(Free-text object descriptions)
···

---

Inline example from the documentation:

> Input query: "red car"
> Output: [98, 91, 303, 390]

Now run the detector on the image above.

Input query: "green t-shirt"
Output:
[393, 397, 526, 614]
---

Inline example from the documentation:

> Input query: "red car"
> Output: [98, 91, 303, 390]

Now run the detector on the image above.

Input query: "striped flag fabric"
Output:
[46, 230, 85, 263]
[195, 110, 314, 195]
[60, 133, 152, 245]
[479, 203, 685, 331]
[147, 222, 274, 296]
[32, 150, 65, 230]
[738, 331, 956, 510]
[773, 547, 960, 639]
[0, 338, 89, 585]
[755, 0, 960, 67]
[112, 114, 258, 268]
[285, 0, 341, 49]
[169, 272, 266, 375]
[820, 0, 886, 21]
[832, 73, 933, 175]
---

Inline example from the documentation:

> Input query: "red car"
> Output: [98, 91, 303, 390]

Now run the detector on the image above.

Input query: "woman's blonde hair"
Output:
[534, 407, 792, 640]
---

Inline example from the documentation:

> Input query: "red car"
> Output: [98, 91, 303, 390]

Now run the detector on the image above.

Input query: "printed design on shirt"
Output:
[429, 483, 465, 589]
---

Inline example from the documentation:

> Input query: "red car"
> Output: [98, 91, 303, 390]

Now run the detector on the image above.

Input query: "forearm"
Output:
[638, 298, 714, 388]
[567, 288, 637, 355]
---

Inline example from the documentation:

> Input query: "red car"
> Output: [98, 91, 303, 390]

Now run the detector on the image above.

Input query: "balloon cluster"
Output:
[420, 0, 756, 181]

···

## What to work on
Give back every entry, word for word.

## Task answer
---

Inline example from the documentation:

> Input query: "red car"
> Output: [98, 91, 303, 390]

Now run the detector on the image above.

Input query: "green t-shirt"
Output:
[393, 397, 526, 614]
---

Inline example from the documentation:

> Input query: "red car"
> Output: [98, 91, 303, 390]

Now run the detector on the image above.

Input query: "striped flag fabric"
Output:
[46, 230, 85, 263]
[195, 110, 314, 195]
[60, 133, 152, 245]
[479, 203, 685, 331]
[147, 222, 274, 296]
[32, 150, 65, 230]
[738, 331, 956, 510]
[773, 547, 960, 639]
[0, 338, 89, 585]
[755, 0, 960, 67]
[112, 114, 258, 268]
[285, 0, 341, 49]
[169, 272, 266, 375]
[820, 0, 886, 21]
[832, 73, 933, 175]
---

Inline example from the documentation:

> Input query: "red car"
> Output: [98, 91, 303, 390]

Now run the detector on the image above.

Input query: "woman's blonde hair"
Output:
[534, 407, 792, 640]
---

Inline example from the documentation:

> Input query: "red car"
> Output: [98, 91, 303, 390]

Now run the detector on the image above.

Input query: "printed design on shirt"
Output:
[429, 483, 465, 589]
---

Inline example from the documentation:

> Input query: "red car"
> Output: [98, 91, 303, 390]

Now run the detector on the image above.

Input query: "forearm"
Output:
[638, 298, 714, 388]
[567, 288, 637, 355]
---

Inline example from the documentation:

> Input query: "red car"
> Output: [98, 91, 303, 390]

Now run the detector on the image above.

Input query: "balloon cluster"
Output:
[420, 0, 756, 181]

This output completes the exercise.